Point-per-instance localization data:
Content starts

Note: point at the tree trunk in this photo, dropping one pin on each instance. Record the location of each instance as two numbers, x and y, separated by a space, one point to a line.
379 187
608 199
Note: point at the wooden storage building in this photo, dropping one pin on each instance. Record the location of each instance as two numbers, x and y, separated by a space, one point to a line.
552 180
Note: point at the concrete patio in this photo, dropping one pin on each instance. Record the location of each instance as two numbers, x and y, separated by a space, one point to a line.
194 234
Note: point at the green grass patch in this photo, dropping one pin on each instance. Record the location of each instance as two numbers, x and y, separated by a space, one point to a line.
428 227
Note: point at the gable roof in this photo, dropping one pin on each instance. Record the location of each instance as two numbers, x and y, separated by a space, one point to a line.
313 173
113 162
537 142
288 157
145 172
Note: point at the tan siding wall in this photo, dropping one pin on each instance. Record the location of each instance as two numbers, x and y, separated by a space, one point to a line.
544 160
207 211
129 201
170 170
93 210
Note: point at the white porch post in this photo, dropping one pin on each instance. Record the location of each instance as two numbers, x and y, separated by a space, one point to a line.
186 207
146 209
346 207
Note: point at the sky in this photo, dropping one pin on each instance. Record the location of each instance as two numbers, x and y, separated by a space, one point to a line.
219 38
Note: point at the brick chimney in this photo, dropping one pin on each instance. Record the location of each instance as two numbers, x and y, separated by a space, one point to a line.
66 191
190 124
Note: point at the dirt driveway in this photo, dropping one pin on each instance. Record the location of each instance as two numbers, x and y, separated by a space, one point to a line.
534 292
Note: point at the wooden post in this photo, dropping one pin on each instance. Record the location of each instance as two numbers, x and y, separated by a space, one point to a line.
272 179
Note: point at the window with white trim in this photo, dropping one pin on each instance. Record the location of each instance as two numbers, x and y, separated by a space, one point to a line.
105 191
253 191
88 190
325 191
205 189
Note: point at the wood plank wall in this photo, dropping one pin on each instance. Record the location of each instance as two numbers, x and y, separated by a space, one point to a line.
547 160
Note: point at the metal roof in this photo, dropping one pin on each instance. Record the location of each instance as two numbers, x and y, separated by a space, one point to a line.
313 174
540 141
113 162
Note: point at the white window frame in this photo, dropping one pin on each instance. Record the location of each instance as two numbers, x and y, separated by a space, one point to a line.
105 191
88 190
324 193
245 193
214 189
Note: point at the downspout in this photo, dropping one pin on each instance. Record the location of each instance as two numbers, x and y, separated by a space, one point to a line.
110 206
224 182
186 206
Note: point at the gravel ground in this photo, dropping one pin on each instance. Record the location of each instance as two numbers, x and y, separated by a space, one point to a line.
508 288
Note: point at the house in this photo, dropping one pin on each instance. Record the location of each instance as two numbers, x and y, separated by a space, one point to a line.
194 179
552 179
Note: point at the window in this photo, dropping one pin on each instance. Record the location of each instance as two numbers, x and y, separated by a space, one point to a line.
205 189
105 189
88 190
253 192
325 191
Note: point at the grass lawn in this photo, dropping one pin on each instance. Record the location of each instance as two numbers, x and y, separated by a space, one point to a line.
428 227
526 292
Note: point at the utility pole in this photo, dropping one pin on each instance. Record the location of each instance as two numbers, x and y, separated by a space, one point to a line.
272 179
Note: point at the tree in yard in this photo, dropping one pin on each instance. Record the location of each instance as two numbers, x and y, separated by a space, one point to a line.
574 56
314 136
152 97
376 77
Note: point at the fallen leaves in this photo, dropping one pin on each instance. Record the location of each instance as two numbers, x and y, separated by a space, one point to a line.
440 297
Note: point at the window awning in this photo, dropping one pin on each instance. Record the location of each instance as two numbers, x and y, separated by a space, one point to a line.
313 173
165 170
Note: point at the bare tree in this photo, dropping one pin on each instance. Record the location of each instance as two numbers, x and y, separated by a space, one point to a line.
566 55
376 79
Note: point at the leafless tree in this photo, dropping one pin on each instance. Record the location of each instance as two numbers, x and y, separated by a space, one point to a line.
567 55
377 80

Content ends

WHAT IS REQUIRED
Word for word, repeat every record.

SOLUTION TO THIS TASK
Note: point at the tree trunk in this photo, dropping one pin on each instance. Record the location of each instance as two numbers, x and y, separated by a space, one point to a line.
379 187
608 199
Note: point at the wooden storage building in this photo, dropping one pin on each instance. Record the location of each instance as two numbers, x and y, separated by a space, one point to a line.
552 180
Note: point at the concrete patio in this photo, dropping one pin on each instance. Record the location of each instance as two numbers, x and y, separated by a space, one point to a line.
194 234
Note: point at the green grass patch in this photo, dropping one pin on each instance. Record the location of each instance as two numbers, x and y, separated by a space, one point to a line.
428 227
Note: point at the gable roof in this photo, dropping one pin on each instance. Record the location of each instance as two numbers, x and y, separated by a space, one point to a line.
313 173
113 162
537 142
288 157
145 172
Note: point at the tan siding wall in this photo, dropping one pin on each instance. Record the location of each instance as two numbers, x and y, separated by a space, one point to a line.
544 160
207 211
129 201
170 170
93 210
Note: point at the white porch post in this photo, dropping one pin on each instance. Record the location of each instance as two numbers, x and y, separated by a space, one point to a line.
186 207
146 209
346 207
Note: point at the sky in this photo, dropping one pin on each instance. Record the location of each instance as two numbers, x and y, separated by a space, one point to a line.
219 38
Note: point at the brick chimney in this photo, dropping one pin on each instance. Record the location of each instance as two numbers, x and y, separated by a space, one point to a line.
66 191
190 124
Note: point at the dirt driveway in this photo, dropping one pin on each instance. Record the location of each instance as two numbers, x and y, separated by a space, one point to a line.
534 292
Note: point at the wooden post in this photo, dropping one pin on each instance. Record the location of each instance as two numbers, x and y, separated by a space, one point to a line.
272 179
Note: point at the window with white trim in this photo, dropping one pin on each instance. Record the location of each instance as two numbers, x and y, separated by a space, one point to a line.
105 191
253 191
88 190
325 191
205 189
Note: point at the wood plank wall in this photo, dropping one pin on each instance. Record the location of each instance as two numbers, x and y, separated by a space, one point to a line.
547 160
Note: point at the metal roof in this photo, dropping one pin on each instance. Record the location of each instance as two numbers, x and y, separated by a space, one point to a line.
313 174
540 141
113 162
Note: point at the white window frame in this photo, dropping one pin on each instance. Record the location of each instance as two numbers, x and y, separated by a space, one point to a line.
105 191
88 190
324 193
245 193
214 189
Note: point at the downspout in this photo, dropping one pin on each instance. Record the location of each instance as two numbers, x and y, separated by a space, one point to a line.
110 206
224 182
186 206
Note: point at the gravel ground in this photo, dropping one pin on each instance. Record the location of each instance as two numbers, x and y, separated by a space, one point to a line.
508 288
Note: point at the house in this photo, dropping one pin on each instance. Record the location of each instance as two numbers, x and y, separated by a space, one point to a line.
194 179
552 179
Note: point at the window in this photo, dropping one pin on each instance. Record the location of each instance as two numbers, x and y, separated by a space, one point to a line.
205 189
105 189
88 190
253 192
325 191
Note: point at the grass lawn in this photo, dropping one pin on each instance. Record the location of each instance as two numbers, x and y, separated by a space, one point to a line.
428 227
526 292
Note: point at the utility pole in this photo, dropping one pin on each instance. Record the location of each instance as two numbers, x and y, separated by a space, one point to a line.
272 179
Note: point at the tree in yard in this photo, dropping one pin on each instance. Record the location of each instance as two numbers, x and y, separated by a space, one point to a line.
574 56
314 136
152 97
376 77
Note: point at the fallen leaves in this photo, dropping one pin on each instance. Record the location of each instance as two numbers, x and y, separated by a space, one point to a line.
440 297
Note: point at the window awning in this photo, dropping one pin on each instance. Record the location of each instance as two numbers, x and y, separated by a space, one point to a line.
313 173
165 170
Note: point at the bare tree in this photo, dropping one pin on each instance. Record the location of each instance as two numbers, x and y, separated by a space, one point to a line.
566 55
376 79
Note: point at the leafless tree in this photo, dropping one pin on each instance. Record the location of each instance as two numbers, x and y, separated by a space, one point to a line.
567 55
377 80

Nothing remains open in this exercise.